OEFENINGSDOEL >>
Breid de samenvatting hieronder van de uitspraak over de ingetrokken TVL-subsidie uit met een vervolg dat na de laatste zin begint.

AANGELEVERDE TEKST >>
────────────────
ECLI:NL:CBB:2024:722
College van Beroep voor het bedrijfsleven
- Eerste aanleg - enkelvoudig
- Rechtspraak.nl
Intrekking subsidie COVID-19 en wijziging tenaamstelling aanvraag
In deze zaak heeft het College van Beroep voor het bedrijfsleven op 22 oktober 2024 uitspraak gedaan in een geschil tussen een onderneming en de minister van Economische Zaken over de intrekking van een subsidie op grond van de Regeling subsidie vaste lasten financiering COVID-19 (TVL) voor het derde kwartaal van 2021. De minister had op 7 oktober 2022 de subsidie ingetrokken en het betaalde voorschot van € 337.178,81 teruggevorderd. De onderneming heeft hiertegen bezwaar gemaakt, maar dit werd ongegrond verklaard in het bestreden besluit van 14 april 2023. De onderneming stelde dat de tenaamstelling van de subsidieaanvraag een kennelijke fout was en dat de aanvraag eigenlijk voor een andere dochteronderneming, [naam 2] B.V., bedoeld was.
────────────────
(Opgeslagen vermeldingen)
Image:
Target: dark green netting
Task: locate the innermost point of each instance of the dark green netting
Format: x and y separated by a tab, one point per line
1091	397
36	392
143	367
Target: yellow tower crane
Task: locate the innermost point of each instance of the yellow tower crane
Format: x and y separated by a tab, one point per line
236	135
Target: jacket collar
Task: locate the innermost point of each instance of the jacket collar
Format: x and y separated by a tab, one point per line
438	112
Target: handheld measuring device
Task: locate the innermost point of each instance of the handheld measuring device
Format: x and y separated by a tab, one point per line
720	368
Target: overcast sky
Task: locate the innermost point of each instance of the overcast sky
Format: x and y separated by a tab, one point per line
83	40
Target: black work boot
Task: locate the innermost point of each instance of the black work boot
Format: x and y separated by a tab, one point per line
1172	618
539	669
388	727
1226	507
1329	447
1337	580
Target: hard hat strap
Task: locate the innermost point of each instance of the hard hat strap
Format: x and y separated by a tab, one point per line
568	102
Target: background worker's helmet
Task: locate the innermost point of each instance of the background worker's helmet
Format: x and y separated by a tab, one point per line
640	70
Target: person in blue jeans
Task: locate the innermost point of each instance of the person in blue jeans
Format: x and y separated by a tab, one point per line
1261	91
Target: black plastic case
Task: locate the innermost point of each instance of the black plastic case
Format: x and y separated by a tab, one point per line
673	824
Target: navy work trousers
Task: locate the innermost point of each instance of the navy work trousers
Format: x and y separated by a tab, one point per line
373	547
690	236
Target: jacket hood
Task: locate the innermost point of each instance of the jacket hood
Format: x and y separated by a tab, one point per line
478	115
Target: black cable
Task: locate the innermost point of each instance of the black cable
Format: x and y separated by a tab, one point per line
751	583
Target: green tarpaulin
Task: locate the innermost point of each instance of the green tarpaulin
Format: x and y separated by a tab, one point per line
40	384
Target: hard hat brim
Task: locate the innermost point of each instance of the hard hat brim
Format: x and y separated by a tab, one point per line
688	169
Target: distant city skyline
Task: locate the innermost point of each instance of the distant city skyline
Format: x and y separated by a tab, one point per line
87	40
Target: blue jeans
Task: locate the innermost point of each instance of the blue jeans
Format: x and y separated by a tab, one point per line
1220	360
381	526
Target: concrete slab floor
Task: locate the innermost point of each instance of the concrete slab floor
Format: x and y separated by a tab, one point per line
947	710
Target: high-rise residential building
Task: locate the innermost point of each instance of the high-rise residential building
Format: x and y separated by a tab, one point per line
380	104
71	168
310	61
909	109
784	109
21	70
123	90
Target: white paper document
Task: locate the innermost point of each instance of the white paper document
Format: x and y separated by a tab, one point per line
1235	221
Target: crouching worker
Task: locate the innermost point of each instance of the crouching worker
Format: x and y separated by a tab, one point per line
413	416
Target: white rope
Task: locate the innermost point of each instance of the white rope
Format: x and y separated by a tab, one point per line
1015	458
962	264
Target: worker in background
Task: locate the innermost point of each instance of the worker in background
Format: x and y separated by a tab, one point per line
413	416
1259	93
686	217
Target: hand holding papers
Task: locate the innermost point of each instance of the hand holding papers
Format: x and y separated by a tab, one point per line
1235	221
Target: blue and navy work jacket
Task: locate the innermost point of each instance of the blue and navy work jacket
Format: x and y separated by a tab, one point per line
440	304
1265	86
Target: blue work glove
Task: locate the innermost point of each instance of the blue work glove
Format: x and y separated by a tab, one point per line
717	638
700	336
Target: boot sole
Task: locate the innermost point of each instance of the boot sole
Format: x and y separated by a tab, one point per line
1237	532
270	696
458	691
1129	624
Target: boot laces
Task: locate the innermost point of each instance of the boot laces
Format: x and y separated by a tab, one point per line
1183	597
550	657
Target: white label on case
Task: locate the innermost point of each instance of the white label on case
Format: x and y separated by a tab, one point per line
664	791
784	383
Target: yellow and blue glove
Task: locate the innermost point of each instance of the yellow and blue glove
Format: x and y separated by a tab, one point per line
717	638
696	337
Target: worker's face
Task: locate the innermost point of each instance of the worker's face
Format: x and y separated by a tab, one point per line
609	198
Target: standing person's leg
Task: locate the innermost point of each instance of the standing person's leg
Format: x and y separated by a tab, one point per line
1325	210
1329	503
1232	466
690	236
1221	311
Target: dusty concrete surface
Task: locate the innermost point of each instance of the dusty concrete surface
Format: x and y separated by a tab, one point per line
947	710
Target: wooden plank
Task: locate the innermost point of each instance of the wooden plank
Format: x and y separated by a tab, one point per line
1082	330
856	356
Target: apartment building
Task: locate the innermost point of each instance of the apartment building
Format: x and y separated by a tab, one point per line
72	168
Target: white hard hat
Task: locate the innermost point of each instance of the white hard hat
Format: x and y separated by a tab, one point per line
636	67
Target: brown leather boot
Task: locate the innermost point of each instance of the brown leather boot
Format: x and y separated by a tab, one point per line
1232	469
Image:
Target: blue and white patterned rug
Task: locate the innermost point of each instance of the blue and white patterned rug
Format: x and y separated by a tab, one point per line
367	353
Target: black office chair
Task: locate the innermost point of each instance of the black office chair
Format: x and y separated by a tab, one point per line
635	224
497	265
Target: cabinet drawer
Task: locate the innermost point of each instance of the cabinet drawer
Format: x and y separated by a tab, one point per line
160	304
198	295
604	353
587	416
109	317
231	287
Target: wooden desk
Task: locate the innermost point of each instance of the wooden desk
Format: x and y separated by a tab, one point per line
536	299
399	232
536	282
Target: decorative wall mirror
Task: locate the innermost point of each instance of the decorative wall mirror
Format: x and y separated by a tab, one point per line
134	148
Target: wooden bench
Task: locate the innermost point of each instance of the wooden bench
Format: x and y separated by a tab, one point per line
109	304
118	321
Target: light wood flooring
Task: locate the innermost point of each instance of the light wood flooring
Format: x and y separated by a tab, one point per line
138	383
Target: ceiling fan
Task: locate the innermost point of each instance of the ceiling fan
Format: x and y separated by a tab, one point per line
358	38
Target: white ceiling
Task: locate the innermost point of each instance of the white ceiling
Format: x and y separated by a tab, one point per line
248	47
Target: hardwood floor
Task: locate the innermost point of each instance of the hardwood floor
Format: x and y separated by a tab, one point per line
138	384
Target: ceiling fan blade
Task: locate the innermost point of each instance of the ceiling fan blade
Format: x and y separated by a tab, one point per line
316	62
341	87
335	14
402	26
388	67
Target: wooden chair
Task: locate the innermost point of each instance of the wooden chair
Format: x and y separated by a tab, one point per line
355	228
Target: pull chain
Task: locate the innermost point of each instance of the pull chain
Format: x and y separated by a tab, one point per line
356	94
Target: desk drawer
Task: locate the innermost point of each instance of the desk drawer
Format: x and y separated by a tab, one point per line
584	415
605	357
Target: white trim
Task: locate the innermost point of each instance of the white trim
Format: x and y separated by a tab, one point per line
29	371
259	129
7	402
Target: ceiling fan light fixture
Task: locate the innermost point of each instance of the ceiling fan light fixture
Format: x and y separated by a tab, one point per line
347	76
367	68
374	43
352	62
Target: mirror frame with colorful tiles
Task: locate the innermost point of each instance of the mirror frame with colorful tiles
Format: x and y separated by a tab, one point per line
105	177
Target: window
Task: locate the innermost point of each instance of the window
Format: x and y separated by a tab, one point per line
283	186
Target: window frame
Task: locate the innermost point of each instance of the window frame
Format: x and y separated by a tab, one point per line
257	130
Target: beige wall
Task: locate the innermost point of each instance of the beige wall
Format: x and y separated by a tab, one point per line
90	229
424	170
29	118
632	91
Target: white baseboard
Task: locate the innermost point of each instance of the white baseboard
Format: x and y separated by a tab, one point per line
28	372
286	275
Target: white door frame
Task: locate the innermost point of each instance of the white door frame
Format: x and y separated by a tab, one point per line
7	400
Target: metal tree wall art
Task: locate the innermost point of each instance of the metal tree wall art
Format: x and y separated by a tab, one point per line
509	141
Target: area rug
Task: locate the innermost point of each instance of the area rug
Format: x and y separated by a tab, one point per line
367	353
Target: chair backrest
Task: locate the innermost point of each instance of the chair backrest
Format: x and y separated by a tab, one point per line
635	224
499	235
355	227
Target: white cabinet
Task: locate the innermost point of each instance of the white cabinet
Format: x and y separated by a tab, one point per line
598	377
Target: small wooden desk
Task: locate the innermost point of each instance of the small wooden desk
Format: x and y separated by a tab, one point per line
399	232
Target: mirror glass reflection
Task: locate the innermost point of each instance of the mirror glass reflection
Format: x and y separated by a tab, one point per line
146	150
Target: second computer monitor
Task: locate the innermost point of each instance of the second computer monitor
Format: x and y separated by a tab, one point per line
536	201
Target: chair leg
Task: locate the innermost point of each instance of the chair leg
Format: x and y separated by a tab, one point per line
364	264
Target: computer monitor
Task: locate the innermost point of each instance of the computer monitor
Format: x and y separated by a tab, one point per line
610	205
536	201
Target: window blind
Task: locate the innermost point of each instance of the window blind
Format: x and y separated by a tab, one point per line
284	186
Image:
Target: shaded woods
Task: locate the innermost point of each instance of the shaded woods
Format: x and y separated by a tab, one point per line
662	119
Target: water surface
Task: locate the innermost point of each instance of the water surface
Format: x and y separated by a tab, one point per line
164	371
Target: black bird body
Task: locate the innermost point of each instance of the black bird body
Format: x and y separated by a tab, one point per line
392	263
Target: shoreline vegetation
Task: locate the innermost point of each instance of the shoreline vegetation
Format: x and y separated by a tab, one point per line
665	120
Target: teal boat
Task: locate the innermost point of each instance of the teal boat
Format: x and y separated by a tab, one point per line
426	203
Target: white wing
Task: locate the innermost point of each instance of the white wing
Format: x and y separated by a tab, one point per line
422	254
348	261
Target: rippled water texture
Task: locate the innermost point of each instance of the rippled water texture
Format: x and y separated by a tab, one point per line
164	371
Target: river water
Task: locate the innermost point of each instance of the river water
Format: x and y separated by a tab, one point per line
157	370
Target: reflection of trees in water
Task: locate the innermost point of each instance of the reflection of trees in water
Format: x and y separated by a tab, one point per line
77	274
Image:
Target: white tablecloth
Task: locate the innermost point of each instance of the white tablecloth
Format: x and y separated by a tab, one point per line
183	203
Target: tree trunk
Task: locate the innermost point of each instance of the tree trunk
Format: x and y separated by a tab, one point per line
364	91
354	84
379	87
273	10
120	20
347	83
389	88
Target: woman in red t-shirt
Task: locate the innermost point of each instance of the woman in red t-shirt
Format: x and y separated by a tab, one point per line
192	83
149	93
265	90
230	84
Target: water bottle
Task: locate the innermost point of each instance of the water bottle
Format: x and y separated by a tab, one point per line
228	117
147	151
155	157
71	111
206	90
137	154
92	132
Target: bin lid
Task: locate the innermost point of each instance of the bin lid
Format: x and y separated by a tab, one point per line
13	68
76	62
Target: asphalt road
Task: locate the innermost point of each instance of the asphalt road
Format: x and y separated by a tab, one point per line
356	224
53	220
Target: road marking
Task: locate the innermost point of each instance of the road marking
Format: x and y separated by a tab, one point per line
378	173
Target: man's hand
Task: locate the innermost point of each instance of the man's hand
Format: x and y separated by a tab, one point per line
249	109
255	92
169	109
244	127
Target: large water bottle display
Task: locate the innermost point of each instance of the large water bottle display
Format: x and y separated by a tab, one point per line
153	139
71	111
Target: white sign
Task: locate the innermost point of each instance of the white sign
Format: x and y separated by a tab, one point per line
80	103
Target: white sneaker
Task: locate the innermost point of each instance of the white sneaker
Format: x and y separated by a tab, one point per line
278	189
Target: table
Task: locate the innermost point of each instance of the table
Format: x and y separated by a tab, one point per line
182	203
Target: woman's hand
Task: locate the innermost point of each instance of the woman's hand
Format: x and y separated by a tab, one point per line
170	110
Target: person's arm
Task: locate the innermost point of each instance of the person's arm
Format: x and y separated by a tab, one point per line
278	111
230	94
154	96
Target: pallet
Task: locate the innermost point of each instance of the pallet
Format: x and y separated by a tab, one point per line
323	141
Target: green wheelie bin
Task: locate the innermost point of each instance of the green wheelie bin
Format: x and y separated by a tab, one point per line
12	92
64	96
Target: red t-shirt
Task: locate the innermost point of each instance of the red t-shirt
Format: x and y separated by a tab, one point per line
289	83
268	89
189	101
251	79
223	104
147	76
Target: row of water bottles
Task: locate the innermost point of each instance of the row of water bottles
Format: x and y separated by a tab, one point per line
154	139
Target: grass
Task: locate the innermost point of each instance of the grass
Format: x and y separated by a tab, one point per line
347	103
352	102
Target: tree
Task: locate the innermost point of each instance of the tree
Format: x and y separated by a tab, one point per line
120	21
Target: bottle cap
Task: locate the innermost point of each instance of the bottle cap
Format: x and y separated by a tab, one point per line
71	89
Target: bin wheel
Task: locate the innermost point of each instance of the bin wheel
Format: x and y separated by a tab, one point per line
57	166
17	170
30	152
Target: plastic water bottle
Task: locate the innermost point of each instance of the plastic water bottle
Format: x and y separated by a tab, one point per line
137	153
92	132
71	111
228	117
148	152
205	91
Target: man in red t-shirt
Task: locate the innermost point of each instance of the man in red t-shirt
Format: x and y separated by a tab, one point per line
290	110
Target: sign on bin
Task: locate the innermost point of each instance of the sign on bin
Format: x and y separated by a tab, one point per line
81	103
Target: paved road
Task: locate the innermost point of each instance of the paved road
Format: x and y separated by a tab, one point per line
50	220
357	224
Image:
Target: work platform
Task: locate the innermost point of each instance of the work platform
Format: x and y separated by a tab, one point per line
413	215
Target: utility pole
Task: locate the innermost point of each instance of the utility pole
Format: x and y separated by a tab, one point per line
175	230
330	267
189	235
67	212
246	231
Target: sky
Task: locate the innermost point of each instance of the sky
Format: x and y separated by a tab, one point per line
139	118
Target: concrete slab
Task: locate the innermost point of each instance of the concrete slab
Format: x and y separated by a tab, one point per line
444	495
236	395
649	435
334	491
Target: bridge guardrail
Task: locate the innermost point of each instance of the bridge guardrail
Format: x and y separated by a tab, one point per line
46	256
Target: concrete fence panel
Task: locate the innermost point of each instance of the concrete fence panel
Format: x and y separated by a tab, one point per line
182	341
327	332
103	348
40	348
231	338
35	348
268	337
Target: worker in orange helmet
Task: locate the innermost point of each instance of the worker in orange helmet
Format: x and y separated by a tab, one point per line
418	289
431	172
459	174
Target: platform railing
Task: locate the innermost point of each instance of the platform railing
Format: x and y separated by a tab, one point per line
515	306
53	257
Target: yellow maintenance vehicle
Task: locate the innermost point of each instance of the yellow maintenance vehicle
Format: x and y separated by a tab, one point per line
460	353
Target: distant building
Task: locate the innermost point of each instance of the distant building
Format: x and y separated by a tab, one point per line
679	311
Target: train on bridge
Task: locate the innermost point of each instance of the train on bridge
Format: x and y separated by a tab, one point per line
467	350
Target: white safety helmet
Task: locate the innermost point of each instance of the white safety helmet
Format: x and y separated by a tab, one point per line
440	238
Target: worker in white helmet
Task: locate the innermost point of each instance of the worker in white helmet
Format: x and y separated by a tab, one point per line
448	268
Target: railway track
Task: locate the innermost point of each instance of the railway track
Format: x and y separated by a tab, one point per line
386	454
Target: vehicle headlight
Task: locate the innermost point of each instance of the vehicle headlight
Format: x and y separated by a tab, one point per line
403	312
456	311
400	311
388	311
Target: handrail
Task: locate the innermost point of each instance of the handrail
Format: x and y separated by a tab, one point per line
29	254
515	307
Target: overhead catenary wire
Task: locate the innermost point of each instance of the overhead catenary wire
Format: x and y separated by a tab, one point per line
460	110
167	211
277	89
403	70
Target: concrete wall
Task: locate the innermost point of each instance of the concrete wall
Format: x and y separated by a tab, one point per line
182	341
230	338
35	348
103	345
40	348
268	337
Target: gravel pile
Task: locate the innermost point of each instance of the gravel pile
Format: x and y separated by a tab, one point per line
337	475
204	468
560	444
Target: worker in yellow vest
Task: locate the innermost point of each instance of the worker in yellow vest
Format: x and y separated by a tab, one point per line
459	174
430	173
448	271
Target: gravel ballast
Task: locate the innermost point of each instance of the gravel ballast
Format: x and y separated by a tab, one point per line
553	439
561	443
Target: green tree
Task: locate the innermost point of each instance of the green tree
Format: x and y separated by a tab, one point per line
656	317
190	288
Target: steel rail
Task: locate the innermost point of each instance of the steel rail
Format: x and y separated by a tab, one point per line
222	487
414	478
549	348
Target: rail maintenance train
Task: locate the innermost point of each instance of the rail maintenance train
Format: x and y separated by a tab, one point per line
────────────────
ANTWOORD >>
Het College oordeelde dat de minister de wijziging van de tenaamstelling terecht had afgewezen. De aanvraag was ingediend met het eigen eHerkenning account van de onderneming en de omzetcijfers van de fiscale eenheid waren ingevuld, wat niet in overeenstemming was met de regels van de subsidieaanvraag. Het College benadrukte dat de minister verplicht is om te controleren of de aanvrager voldoet aan de vereisten voor subsidie, waaronder het vereiste van ten minste 30% omzetverlies. De intrekking van de subsidie was volgens het College niet in strijd met het evenredigheidsbeginsel, aangezien de onderneming niet voldeed aan de voorwaarden voor de subsidie. Het beroep van de onderneming werd dan ook als kennelijk ongegrond verklaard.